BEGIN

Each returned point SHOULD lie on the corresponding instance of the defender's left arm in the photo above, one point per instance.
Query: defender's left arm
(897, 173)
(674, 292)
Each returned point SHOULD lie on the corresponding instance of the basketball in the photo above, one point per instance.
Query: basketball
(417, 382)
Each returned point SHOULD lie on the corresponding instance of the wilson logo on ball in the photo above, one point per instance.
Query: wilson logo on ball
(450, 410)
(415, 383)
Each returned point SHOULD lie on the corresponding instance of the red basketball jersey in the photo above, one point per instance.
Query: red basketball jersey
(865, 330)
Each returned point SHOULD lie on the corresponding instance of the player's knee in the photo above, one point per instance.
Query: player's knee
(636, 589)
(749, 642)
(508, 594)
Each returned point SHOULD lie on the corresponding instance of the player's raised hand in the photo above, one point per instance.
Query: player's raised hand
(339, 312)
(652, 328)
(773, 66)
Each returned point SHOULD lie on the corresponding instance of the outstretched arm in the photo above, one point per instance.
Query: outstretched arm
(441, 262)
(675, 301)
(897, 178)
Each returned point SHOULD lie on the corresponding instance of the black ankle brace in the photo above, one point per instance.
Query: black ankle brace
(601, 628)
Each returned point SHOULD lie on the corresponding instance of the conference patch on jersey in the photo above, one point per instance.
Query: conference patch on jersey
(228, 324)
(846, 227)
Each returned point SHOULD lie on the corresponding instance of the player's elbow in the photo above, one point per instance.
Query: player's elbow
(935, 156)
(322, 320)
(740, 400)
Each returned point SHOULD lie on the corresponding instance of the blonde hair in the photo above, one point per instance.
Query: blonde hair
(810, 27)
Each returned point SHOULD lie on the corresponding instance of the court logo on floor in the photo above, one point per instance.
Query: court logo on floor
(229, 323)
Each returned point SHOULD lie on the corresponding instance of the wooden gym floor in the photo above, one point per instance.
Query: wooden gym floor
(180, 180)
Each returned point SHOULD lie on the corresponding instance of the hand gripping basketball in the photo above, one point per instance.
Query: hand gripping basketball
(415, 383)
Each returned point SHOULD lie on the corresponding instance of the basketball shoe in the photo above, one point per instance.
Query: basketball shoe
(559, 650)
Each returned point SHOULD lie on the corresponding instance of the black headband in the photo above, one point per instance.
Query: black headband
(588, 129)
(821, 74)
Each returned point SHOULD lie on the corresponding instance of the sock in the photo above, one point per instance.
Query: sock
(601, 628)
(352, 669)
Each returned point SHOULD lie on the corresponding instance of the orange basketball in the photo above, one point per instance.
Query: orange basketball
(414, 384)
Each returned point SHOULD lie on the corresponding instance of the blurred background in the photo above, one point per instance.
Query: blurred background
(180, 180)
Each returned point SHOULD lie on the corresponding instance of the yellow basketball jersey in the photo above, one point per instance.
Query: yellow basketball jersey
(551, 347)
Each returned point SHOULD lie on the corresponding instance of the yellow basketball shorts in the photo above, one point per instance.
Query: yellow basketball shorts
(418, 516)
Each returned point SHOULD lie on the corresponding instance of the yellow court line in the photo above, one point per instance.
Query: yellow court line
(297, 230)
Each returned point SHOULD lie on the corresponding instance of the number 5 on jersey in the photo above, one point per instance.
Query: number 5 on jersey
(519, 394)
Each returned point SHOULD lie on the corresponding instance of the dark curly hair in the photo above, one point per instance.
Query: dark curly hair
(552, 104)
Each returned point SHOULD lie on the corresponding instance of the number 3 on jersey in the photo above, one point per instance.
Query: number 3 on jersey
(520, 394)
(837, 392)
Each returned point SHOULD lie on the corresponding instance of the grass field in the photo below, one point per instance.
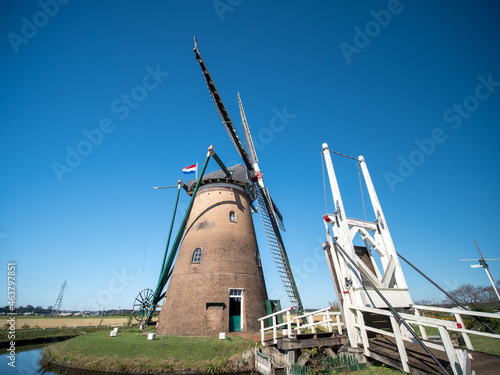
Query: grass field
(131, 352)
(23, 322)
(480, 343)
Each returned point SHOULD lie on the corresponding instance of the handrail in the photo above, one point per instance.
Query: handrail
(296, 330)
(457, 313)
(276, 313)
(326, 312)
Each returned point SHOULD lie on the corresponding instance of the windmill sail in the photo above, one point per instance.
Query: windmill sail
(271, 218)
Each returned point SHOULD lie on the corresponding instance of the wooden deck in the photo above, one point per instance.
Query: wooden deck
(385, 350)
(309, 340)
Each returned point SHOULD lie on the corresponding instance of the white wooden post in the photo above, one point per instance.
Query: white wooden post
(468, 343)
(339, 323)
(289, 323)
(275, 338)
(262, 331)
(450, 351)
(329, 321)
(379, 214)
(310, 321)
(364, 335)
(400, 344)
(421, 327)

END
BEGIN

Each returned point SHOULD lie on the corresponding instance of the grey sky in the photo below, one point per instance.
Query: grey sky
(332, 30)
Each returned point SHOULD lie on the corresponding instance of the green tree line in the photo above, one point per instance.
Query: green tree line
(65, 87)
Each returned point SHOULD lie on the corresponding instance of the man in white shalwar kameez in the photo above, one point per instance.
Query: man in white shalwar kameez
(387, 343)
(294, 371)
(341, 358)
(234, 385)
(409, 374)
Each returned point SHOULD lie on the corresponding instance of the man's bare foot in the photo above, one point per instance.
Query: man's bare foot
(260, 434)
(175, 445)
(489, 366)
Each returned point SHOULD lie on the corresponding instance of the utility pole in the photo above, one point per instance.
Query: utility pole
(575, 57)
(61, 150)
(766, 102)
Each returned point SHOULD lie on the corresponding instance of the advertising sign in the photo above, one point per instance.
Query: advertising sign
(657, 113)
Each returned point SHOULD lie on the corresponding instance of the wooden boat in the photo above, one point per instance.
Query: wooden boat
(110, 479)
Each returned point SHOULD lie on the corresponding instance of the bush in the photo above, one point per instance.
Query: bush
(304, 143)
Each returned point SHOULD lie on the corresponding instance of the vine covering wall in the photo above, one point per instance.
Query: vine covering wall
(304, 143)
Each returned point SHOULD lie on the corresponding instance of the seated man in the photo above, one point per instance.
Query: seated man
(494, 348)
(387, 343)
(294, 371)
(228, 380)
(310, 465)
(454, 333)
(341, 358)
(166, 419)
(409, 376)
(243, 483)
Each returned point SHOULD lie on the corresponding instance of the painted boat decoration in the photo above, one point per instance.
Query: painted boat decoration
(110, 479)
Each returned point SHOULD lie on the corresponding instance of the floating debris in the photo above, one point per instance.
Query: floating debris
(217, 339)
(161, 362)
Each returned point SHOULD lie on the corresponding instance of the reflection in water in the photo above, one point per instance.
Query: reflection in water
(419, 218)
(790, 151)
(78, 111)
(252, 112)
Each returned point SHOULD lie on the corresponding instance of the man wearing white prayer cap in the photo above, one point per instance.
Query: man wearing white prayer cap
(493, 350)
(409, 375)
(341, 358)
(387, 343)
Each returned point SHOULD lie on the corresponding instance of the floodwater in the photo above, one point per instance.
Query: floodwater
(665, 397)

END
BEGIN

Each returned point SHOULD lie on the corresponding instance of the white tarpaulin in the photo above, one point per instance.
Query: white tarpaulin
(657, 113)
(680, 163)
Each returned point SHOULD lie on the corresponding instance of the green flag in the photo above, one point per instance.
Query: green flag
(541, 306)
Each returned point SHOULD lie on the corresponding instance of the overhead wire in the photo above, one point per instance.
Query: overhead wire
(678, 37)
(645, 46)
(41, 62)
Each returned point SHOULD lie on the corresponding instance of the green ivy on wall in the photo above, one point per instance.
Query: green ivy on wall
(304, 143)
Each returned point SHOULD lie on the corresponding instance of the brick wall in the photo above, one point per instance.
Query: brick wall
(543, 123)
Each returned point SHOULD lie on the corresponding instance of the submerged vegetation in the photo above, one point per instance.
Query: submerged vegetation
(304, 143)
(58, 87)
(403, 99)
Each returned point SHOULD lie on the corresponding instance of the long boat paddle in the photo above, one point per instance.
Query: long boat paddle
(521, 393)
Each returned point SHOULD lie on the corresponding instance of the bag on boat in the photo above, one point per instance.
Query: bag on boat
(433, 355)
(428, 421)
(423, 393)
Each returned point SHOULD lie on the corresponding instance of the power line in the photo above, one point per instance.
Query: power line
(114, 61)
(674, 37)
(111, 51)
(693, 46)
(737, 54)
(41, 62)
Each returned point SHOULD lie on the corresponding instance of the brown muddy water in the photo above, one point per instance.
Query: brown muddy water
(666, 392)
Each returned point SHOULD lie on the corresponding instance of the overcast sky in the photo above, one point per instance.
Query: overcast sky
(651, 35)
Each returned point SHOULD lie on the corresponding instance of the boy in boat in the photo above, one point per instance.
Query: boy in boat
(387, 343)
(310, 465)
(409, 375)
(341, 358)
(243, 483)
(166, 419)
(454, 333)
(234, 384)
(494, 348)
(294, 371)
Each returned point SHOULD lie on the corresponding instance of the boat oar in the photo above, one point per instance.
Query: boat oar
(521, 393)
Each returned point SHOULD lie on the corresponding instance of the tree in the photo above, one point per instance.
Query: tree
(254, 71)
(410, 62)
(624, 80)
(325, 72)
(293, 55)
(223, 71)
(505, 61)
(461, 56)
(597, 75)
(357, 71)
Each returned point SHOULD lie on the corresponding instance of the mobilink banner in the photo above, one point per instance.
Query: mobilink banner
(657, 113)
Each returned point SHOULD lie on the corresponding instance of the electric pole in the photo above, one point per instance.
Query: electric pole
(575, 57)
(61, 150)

END

--- Task ---
Retrieve all lines from the data that contain the string "below".

--- Exercise answer ---
Each returned point SHOULD lie on the corresponding instance of the grass field in the photo below, one point per instance.
Each returned point SHOULD lie on the corresponding instance of the grey sky in the photo below, one point per instance.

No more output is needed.